Starting with the line that contains "point_to(query) puts a dot on the woman's knee, one" and going on through the end of the data, give those lines again with "tufted headboard" changed to "upholstered headboard" and nothing else altered.

GIVEN DATA:
::::::

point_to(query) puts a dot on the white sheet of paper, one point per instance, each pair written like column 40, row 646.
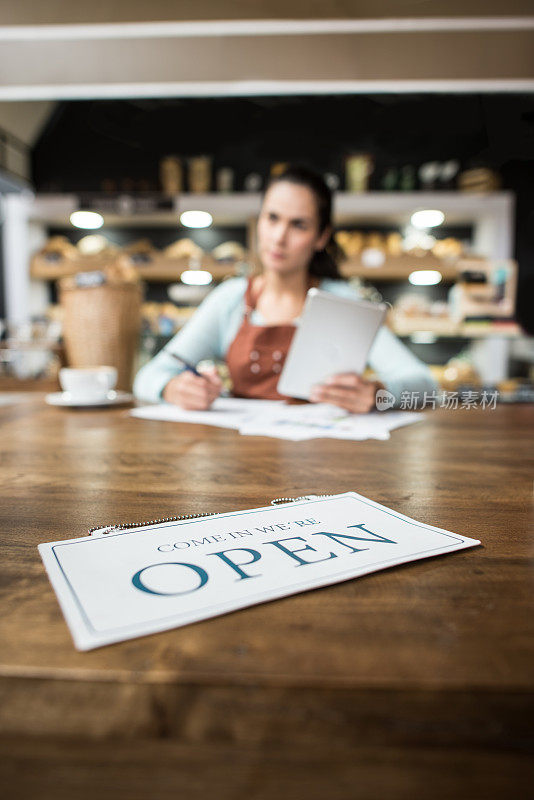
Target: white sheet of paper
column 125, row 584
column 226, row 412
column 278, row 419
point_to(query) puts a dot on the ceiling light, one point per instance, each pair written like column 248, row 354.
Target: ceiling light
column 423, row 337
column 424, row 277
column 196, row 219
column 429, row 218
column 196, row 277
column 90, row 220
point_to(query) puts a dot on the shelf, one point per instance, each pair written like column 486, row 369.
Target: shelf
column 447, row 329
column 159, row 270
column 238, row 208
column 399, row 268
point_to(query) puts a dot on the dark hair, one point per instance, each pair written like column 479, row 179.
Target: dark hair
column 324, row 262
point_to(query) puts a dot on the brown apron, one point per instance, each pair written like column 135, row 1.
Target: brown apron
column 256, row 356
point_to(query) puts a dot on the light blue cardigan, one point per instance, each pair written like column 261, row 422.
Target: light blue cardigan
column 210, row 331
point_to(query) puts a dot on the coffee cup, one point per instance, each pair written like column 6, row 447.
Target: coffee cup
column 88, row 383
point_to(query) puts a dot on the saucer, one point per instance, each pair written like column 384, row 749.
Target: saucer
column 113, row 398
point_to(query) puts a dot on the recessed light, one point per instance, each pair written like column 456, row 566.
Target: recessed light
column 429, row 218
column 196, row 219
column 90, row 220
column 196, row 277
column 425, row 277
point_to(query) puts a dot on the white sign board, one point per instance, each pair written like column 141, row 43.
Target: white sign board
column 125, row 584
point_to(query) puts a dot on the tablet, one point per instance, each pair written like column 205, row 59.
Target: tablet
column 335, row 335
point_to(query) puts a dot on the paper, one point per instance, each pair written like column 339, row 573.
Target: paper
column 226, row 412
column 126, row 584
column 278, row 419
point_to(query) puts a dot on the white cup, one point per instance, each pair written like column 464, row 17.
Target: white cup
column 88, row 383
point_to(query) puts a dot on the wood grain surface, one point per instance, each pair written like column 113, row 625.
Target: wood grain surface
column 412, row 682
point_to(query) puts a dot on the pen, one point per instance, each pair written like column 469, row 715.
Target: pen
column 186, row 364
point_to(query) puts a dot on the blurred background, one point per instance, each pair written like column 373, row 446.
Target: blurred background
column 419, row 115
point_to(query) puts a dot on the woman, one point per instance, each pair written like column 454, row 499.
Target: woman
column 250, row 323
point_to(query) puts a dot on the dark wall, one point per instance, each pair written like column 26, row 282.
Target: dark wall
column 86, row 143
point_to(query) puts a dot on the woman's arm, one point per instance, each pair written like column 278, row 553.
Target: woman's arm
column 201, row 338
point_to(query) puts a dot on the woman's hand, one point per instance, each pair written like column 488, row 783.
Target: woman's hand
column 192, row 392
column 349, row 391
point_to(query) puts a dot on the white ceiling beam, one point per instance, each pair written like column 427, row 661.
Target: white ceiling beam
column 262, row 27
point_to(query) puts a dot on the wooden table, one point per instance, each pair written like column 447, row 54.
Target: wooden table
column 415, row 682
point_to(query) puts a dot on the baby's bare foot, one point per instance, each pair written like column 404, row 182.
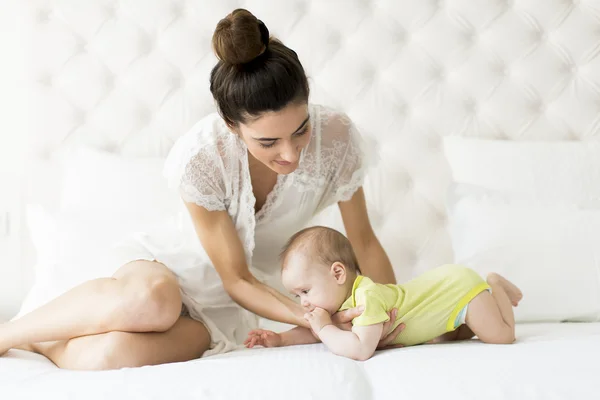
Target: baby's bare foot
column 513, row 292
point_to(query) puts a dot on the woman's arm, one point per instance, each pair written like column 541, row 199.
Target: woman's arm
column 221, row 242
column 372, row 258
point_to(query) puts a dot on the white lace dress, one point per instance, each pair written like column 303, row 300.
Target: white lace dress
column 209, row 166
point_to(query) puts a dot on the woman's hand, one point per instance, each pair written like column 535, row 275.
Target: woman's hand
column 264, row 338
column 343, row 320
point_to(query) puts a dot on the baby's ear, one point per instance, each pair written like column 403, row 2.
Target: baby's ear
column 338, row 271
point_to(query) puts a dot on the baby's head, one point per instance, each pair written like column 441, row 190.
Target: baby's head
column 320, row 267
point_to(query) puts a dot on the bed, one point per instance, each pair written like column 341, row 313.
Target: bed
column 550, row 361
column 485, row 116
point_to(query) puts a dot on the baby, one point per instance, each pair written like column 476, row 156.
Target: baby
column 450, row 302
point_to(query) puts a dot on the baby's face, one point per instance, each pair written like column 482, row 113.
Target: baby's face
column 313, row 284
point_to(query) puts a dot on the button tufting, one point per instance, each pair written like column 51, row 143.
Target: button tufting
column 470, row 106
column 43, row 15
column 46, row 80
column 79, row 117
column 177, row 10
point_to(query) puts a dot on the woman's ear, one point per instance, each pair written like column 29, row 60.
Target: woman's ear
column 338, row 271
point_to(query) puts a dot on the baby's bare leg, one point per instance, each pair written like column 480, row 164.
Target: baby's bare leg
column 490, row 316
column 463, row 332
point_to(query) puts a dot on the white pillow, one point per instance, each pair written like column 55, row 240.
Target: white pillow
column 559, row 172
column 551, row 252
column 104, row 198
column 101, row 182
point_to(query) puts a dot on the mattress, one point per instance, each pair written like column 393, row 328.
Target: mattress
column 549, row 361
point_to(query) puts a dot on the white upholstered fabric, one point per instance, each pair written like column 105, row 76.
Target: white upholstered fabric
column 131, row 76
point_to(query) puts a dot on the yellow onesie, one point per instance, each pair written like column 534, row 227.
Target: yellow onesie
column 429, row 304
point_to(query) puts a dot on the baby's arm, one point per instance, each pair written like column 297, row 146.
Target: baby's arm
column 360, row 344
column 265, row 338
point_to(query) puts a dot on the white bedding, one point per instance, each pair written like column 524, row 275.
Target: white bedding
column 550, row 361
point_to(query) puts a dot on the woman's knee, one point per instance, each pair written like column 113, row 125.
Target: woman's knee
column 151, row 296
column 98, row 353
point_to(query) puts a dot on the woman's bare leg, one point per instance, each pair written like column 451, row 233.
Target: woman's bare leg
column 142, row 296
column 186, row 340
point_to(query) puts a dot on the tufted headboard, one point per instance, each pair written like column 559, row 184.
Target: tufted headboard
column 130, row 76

::::::

EXERCISE ANSWER:
point_to(query) puts a dot on the woman's knee, one point per instance, each pair written like column 113, row 125.
Target: woman's knee
column 151, row 296
column 98, row 353
point_to(query) puts a dot on the woman's bare leg, one point per instance, each pair written like column 451, row 233.
Target: woman's bare leg
column 142, row 296
column 186, row 340
point_to(query) puts a dot on the upholstered headboard, one point per instance, each pair written like column 559, row 184.
Target: upholstered headboard
column 130, row 76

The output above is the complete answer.